-- Begin --

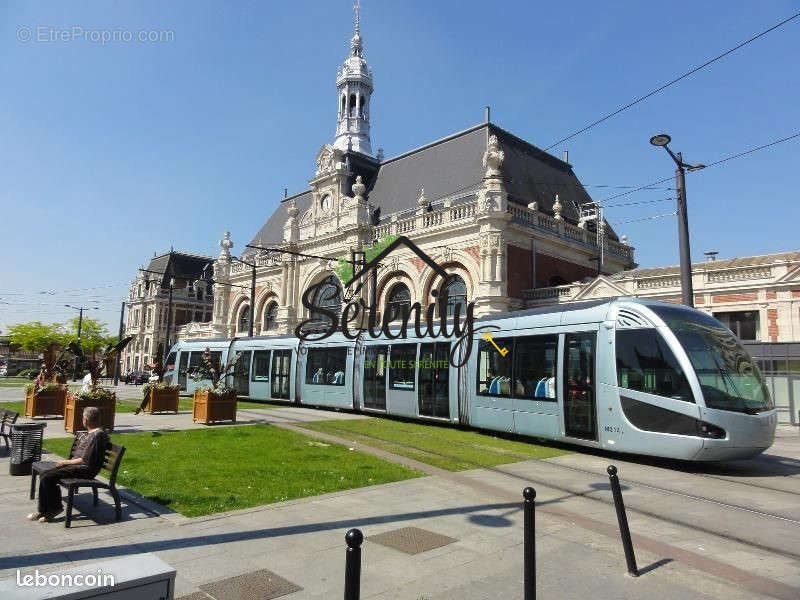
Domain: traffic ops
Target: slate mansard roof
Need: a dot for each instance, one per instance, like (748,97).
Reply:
(453,166)
(179,264)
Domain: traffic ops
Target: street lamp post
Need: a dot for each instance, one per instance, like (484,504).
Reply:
(687,293)
(80,310)
(252,292)
(169,320)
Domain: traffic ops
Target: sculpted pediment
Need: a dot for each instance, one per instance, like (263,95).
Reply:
(327,159)
(600,288)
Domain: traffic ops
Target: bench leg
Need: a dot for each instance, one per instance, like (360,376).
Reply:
(118,508)
(70,498)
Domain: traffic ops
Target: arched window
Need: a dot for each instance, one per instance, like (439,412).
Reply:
(455,294)
(271,316)
(244,318)
(399,300)
(328,295)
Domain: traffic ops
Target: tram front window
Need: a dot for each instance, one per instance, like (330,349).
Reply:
(728,376)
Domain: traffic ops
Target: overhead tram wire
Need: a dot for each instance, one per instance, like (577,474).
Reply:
(672,82)
(751,150)
(650,218)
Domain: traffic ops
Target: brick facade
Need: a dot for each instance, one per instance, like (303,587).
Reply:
(743,297)
(553,271)
(520,276)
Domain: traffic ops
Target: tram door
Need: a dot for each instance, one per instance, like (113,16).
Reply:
(580,397)
(241,374)
(375,361)
(434,374)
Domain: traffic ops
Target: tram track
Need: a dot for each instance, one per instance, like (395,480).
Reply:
(598,494)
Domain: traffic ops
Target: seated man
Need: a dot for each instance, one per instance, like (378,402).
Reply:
(85,463)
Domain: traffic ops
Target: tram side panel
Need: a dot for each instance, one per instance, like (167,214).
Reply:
(327,375)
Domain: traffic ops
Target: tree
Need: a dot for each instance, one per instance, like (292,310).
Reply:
(94,335)
(37,336)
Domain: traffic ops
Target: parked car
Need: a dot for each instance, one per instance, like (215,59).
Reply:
(137,377)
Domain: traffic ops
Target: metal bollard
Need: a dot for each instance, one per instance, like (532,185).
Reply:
(624,531)
(529,536)
(352,570)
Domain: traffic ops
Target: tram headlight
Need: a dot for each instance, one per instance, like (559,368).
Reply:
(710,431)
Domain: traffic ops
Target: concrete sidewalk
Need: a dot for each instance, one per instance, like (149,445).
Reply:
(303,542)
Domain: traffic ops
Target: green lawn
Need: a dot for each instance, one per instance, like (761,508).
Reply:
(443,447)
(128,405)
(203,471)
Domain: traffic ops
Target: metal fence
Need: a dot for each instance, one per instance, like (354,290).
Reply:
(779,362)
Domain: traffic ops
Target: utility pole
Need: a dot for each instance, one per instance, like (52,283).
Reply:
(169,320)
(118,361)
(80,310)
(687,289)
(687,292)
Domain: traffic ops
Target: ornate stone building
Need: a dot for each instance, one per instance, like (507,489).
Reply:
(486,205)
(148,304)
(757,297)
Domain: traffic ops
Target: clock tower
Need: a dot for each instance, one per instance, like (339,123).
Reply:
(354,89)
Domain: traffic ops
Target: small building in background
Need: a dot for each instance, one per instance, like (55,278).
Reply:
(148,305)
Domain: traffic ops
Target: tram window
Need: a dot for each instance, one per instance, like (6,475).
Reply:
(535,360)
(326,366)
(281,365)
(195,361)
(261,365)
(494,370)
(401,366)
(646,364)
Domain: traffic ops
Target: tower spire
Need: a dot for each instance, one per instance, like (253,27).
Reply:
(354,87)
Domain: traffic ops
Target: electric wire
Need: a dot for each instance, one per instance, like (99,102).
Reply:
(672,82)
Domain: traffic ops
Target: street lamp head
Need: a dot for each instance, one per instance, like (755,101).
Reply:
(662,139)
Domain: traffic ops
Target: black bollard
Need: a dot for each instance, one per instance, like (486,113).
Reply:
(624,531)
(352,569)
(529,536)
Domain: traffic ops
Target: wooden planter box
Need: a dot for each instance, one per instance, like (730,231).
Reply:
(45,402)
(209,408)
(73,413)
(162,401)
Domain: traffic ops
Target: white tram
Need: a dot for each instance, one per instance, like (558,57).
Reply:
(626,375)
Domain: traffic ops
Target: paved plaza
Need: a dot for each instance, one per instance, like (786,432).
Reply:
(453,535)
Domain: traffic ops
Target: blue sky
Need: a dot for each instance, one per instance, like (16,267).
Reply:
(113,151)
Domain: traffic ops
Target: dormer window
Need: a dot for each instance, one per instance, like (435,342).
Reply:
(325,203)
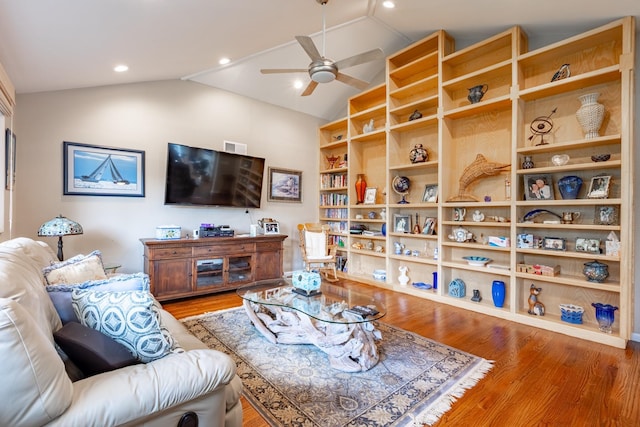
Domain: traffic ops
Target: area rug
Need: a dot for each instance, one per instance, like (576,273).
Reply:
(414,383)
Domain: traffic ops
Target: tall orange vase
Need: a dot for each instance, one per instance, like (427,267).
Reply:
(361,187)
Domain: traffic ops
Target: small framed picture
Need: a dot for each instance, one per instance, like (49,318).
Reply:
(401,223)
(538,187)
(554,243)
(606,215)
(599,187)
(588,245)
(271,228)
(429,226)
(430,193)
(370,196)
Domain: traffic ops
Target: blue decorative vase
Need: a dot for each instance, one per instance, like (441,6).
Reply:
(569,186)
(498,292)
(605,316)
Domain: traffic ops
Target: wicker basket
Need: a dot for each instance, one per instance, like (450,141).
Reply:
(571,313)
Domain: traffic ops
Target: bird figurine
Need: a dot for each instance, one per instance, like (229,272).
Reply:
(562,73)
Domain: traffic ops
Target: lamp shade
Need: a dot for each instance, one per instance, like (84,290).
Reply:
(60,226)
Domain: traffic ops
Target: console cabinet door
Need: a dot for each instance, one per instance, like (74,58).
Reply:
(269,261)
(171,277)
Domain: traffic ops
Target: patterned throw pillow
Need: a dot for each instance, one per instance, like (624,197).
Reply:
(131,317)
(61,294)
(78,269)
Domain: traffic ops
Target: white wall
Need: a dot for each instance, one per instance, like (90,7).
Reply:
(146,116)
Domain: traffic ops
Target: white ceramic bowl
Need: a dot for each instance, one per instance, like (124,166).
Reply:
(380,275)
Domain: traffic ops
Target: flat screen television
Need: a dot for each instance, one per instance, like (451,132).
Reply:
(200,176)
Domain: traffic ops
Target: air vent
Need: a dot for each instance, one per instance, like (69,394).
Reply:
(235,147)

-- End --

§ **DIRECTIVE**
The records shown above are to be repeated exactly, with the pictures left out.

§ **PROBLEM SOLUTION**
Domain: traffic ops
Target: slate mansard roof
Need: a dot for each instance, one per instance, like (748,97).
Reply:
(453,166)
(179,264)
Domain: traffic ops
Target: street lamp post
Need: a dot for each instance, one per instance, like (484,504).
Reply:
(687,293)
(80,310)
(252,292)
(169,320)
Domain: traffic ops
Target: sculpted pediment
Need: a dot for each instance, one per instance, like (263,95).
Reply:
(327,159)
(600,288)
Domain: traffic ops
Target: bench leg
Need: a dot for each instance, one per instance, like (360,376).
Reply:
(118,508)
(70,498)
Domain: traffic ops
Target: arched window
Need: a dot for each instance, one per instance, like (439,412).
Reply:
(455,294)
(271,316)
(244,318)
(399,300)
(328,295)
Domain: traffic ops
Target: tram front window
Need: a dot for each instance, one per instance, like (330,349).
Reply:
(728,376)
Domain: traffic ops
Target: overhead tram wire
Need: a dot for each instance, one per instance, like (577,474).
Reply:
(672,82)
(751,150)
(650,218)
Domain: traffic ops
Target: brick facade
Need: a dot for each instance, one per instance, like (303,587).
Reply:
(743,297)
(553,271)
(520,276)
Domain: traffic ops
Target: tram door
Need: a dot for each instance, one per instance, like (113,16).
Reply:
(580,397)
(241,374)
(375,361)
(434,374)
Domain: traffic ops
Target: tram track
Need: a dot for each instance, one per instance, like (395,480).
Reply:
(598,494)
Domain: traffic ops
Target: seated man
Need: a dot for each instance, one per instance, like (378,402).
Reply:
(85,463)
Domain: traffic ops
Target: tram side panel
Need: a dot for each instance, one per instance, like (167,214).
Reply:
(327,375)
Domain: traffic ops
Target: tree
Need: a dot for each instance, one per instance, like (292,310).
Reply:
(94,335)
(37,336)
Domain: traffic ops
Target: parked car
Need: a dot for each instance, one per instance, like (215,59).
Reply:
(137,377)
Domain: traffic ops
Target: metal bollard
Need: a dot for each instance, one per instance, like (532,185).
Reply:
(624,531)
(529,536)
(352,570)
Domain: traffic ops
Target: tram headlight
Need: a dot for each instance, one per instance, like (559,368).
Reply:
(710,431)
Domain: traffic ops
Target: concrete sidewalk
Need: a dot for each instance, one per instance, like (149,445).
Reply:
(303,542)
Domain: traffic ops
Target: green lawn
Need: a dot for each instance, one per instance, like (761,508).
Reply:
(443,447)
(128,405)
(203,471)
Domain: traffic ops
Target: metal fence
Need: a dot for each instance, one per instance, like (354,290).
Reply:
(779,362)
Domain: traffic ops
Target: utility pole
Need: a dot for each instance, one per instance, like (52,283).
Reply:
(169,320)
(118,361)
(80,310)
(687,289)
(687,292)
Domain: traffic ops
Target: ornate stone building
Need: a dot for each instance, one per instance, like (507,489).
Reply:
(486,205)
(148,304)
(757,297)
Domain: traffic ops
Target: clock tower
Need: a dot for each instance, one per instance, like (339,123).
Reply:
(354,89)
Domain: traffic ops
Target: small building in background
Need: a dot for each instance, one per instance, like (55,278).
Reply:
(148,305)
Domain: traffic ops
Target: tram window
Need: a dot for each instance, one per instance, like (6,475).
Reply:
(535,360)
(326,366)
(281,365)
(195,361)
(261,365)
(494,370)
(401,366)
(646,364)
Domain: traffic ops
Target: tower spire
Need: a dot for each instance, one per instance, like (253,27).
Reply:
(354,87)
Domain: traffic ops
Target: electric wire
Need: a dot for each instance, one per instance, like (99,102).
Reply:
(672,82)
Domain: traffic ops
Target: street lamp head
Need: a dot for each instance, one per instance, like (755,101).
Reply:
(662,139)
Domain: traffic ops
Target: black bollard
Need: a dot for each instance, one per instance, like (486,113).
Reply:
(624,531)
(352,569)
(529,536)
Domain: traffic ops
Target: wooden planter box
Need: a dot for each instance, one per instance, like (730,231).
Reply:
(45,402)
(209,408)
(73,413)
(162,401)
Domain: traffic ops
Target: white tram
Need: a dot for each instance, one per instance, like (558,57).
Reply:
(626,375)
Domain: traffic ops
Target: paved plaza
Need: a dot for each instance, one per instance, like (786,432).
Reply:
(453,535)
Domain: traffic ops
Target: blue sky
Need: a dot for each instance, one per instance, like (16,267).
Reply:
(113,151)
Domain: traffic ops
Target: dormer window
Need: a dot for each instance, one per instance, like (435,342).
Reply:
(325,203)
Domain: traffic ops
Target: area rug
Need: a dot for each instance, one per instance, like (576,273).
Reply:
(414,383)
Domain: traffic ops
Target: tall orange vase
Need: a dot for each instance, one per instance, like (427,267).
Reply:
(361,187)
Domain: traffic ops
Target: small framed picture
Need: a dot for each instance, one per instance, like (49,318).
Reply:
(401,223)
(538,187)
(554,243)
(606,215)
(599,187)
(588,245)
(271,228)
(429,226)
(430,193)
(370,196)
Domain: traffic ops
Target: blue decorative vase
Need: a dot for each instance, one per instance, like (441,6).
Reply:
(569,186)
(498,292)
(605,316)
Domain: traffic ops
Target: wicker basket
Need: a dot for each instance, one per instance, like (450,141).
Reply:
(571,313)
Domain: traffic ops
Target: bird figurine
Need: a dot for each instance, one per instance, like (229,272).
Reply:
(562,73)
Domain: traffic ops
Target: lamp shade
Need: a dot for each instance, one per instance, like (84,290).
Reply:
(60,226)
Domain: traffic ops
Target: console cabinet door
Need: a dot for each instance, one per instance, like (74,58).
Reply:
(269,261)
(171,277)
Domain: traffic ops
Target: patterned throw pillow
Need: a dot for each instance, one per instance, like (624,197).
Reply:
(131,317)
(61,294)
(78,269)
Domain: traffic ops
Target: white wall
Need: a dot for each instance, one per instance, like (90,7).
Reply:
(146,116)
Domain: traffic ops
Target: white ceramic bowl
Need: a dot for each instance, one per instance, like (124,166).
Reply:
(380,275)
Domain: traffic ops
Target: flat screen television
Need: a dot for each instance, one per instance, like (451,132).
Reply:
(200,176)
Domain: traffic ops
Target: air vent
Need: a dot for each instance, one per instance, like (69,394).
Reply:
(235,147)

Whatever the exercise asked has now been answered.